··· Source material

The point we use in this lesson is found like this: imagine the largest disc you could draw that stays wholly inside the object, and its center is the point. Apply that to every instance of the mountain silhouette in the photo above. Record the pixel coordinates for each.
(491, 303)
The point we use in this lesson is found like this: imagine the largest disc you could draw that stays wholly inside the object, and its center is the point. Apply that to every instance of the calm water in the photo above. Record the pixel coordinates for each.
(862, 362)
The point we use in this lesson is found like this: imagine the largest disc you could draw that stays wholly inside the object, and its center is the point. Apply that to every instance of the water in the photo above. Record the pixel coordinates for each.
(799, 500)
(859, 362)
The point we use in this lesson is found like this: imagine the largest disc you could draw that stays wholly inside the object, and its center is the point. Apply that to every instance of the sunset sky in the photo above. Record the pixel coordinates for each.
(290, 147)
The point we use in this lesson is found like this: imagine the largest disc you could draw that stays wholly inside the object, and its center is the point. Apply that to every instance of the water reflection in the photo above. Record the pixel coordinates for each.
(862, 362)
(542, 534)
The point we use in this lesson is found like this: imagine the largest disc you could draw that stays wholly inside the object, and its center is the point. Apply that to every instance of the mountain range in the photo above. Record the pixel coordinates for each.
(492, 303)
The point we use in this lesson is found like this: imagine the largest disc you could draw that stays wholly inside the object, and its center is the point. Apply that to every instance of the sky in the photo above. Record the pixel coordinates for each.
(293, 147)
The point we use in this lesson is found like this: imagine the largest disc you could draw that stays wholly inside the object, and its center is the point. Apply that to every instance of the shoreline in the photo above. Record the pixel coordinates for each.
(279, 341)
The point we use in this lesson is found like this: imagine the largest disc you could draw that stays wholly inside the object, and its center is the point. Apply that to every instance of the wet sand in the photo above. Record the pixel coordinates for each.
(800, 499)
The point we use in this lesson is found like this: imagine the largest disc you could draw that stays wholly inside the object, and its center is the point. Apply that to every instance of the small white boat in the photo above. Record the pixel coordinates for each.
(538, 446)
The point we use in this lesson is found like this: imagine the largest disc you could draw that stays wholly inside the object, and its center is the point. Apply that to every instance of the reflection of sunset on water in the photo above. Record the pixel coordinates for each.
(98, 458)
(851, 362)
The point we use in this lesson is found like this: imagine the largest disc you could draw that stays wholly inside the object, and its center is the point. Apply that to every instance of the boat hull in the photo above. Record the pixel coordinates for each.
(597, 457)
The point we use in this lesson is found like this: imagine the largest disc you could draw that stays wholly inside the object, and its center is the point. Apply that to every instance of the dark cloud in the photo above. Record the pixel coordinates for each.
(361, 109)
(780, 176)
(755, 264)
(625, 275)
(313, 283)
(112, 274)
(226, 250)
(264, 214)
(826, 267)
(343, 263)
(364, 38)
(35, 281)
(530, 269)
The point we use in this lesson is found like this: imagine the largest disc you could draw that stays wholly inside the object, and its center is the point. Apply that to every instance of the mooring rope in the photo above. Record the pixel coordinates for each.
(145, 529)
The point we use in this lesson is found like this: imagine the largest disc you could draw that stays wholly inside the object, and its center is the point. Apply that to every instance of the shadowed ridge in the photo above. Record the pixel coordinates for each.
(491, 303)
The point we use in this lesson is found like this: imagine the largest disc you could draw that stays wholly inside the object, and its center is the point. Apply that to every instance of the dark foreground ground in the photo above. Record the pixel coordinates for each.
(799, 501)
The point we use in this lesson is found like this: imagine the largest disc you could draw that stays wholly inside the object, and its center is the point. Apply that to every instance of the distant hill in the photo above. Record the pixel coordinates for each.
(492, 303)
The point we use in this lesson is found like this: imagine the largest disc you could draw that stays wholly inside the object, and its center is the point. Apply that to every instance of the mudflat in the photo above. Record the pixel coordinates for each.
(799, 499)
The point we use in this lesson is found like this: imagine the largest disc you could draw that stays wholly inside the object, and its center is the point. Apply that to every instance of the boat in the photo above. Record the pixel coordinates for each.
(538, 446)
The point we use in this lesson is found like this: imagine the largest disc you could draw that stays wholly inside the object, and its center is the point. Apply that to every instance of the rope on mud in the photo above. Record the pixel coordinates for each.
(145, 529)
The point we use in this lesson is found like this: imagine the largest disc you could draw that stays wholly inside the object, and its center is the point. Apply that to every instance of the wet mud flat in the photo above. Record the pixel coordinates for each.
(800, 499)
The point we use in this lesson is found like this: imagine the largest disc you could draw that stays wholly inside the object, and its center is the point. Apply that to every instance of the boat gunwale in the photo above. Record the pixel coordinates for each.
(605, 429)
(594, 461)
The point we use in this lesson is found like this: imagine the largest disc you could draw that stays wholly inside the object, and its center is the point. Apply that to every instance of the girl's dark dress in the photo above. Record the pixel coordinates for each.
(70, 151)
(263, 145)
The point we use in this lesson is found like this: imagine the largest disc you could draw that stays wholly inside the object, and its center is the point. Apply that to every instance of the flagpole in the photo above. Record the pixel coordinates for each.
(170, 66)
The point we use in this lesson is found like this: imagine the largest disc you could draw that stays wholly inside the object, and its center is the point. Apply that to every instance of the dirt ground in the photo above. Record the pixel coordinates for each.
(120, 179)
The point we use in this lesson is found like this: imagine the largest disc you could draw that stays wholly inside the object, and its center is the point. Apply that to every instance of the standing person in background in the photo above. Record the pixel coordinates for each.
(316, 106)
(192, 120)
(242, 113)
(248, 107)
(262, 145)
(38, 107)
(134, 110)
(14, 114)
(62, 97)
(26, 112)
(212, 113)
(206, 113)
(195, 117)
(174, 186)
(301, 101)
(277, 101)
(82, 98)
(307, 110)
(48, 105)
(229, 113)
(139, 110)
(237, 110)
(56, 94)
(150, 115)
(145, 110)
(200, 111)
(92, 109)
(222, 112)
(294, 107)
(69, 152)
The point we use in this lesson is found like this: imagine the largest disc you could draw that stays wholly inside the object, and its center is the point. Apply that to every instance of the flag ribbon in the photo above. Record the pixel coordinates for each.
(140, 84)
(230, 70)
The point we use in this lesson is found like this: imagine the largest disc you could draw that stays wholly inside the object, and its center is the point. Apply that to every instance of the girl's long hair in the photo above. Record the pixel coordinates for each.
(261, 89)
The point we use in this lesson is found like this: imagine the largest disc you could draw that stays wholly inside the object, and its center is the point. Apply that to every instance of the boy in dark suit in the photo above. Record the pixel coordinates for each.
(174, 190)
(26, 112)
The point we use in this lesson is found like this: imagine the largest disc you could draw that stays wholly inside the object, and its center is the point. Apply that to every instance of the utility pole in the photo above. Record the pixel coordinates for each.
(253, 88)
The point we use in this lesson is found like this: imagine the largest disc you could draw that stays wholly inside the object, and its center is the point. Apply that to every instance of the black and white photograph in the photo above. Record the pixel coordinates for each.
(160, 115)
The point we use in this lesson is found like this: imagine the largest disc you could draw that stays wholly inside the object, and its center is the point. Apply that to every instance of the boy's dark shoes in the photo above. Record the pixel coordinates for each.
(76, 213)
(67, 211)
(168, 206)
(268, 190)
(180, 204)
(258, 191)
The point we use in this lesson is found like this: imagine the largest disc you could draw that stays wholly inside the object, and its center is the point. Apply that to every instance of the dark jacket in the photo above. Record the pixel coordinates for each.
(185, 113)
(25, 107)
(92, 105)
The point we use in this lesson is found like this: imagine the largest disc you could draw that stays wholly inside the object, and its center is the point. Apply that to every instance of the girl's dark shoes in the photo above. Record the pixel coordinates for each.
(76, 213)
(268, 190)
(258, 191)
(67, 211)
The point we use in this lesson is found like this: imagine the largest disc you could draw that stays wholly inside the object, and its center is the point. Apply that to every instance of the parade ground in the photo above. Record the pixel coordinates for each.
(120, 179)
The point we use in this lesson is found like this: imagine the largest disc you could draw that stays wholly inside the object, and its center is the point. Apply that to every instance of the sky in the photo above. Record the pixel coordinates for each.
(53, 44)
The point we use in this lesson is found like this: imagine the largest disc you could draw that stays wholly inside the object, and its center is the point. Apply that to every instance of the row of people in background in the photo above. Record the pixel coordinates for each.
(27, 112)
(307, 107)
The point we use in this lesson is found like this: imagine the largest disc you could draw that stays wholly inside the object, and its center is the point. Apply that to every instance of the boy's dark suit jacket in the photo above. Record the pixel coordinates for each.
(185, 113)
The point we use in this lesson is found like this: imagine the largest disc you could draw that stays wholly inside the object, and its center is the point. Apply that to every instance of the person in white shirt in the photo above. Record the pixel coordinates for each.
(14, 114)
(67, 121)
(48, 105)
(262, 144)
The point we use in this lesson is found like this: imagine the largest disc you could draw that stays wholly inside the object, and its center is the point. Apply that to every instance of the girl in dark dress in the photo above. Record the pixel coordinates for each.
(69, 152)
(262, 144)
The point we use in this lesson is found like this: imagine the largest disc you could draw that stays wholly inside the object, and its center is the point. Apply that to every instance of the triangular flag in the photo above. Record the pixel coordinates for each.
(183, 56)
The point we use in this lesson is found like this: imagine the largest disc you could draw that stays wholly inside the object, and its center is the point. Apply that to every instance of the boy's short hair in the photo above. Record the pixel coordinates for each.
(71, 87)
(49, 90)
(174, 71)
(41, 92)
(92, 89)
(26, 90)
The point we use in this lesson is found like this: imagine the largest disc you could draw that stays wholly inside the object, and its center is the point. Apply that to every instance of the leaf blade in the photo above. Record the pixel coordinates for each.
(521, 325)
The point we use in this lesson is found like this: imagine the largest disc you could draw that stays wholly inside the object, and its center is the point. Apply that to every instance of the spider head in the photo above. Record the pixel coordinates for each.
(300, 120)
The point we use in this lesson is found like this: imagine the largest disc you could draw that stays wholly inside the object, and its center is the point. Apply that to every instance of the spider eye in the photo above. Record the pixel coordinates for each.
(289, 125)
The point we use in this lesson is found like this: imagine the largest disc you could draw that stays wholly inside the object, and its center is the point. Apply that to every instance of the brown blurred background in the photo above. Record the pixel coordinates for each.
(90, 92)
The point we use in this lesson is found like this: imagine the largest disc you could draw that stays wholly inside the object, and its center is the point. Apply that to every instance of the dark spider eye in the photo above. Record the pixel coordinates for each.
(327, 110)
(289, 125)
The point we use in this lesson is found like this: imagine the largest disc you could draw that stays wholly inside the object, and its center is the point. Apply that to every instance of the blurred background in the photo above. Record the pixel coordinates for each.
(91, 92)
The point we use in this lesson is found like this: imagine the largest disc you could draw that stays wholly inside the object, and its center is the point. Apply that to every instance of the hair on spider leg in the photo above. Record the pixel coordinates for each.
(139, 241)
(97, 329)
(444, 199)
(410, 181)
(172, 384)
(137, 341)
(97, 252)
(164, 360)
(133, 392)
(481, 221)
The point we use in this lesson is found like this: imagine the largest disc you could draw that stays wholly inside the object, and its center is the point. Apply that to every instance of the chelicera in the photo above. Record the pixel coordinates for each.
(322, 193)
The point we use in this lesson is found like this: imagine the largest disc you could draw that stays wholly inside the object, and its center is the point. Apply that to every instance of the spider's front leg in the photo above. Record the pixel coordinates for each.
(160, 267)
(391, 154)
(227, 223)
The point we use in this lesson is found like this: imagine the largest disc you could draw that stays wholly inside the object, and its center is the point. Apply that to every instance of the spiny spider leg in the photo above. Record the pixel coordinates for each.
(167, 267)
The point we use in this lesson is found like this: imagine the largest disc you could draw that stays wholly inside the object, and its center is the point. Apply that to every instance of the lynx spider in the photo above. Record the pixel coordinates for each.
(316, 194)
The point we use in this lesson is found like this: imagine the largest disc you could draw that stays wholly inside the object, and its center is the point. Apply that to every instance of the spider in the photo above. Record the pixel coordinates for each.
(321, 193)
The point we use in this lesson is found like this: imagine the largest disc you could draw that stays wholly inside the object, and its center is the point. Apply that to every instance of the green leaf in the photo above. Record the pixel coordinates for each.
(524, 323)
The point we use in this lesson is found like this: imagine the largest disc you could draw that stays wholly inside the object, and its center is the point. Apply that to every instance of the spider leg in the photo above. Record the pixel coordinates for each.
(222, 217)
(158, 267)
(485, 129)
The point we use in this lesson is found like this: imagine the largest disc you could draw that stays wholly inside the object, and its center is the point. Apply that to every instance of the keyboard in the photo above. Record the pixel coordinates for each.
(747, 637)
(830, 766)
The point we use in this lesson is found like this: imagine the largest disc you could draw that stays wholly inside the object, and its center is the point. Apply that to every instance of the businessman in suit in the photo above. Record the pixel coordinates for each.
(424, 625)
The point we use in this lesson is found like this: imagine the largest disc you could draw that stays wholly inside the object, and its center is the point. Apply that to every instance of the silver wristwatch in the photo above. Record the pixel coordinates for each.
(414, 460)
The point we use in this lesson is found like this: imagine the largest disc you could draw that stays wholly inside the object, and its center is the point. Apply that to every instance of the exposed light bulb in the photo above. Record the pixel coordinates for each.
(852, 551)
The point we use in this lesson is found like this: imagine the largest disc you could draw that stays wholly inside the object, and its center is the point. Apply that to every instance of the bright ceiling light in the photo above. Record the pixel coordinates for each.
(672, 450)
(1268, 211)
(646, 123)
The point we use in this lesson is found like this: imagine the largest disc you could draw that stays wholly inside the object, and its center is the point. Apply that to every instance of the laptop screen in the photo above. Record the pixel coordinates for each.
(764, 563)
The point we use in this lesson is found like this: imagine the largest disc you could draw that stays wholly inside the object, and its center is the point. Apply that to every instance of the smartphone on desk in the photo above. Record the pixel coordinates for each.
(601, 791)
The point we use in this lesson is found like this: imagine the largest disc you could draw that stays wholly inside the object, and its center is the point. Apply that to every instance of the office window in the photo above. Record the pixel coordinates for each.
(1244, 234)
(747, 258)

······

Activity ▸ Transcribe only the trailing portion of the entries above: the line that contains "of the smartphone" and each line after it.

Exercise answer ▸
The point we use in this lesson is found like this: imagine the largest disc you could draw that stays wholly inside the object, and its center is the point. Apply that to every instance of the smartphone on desk in the photo above. Record the pixel coordinates for each.
(601, 791)
The point we use in this lesson is found like this: imagine the largest disc you could draw that stays wholly inside the object, and its center is the point. Apply that to every instance of the office window in the photo above. Record the pixel coordinates for each.
(1244, 234)
(747, 258)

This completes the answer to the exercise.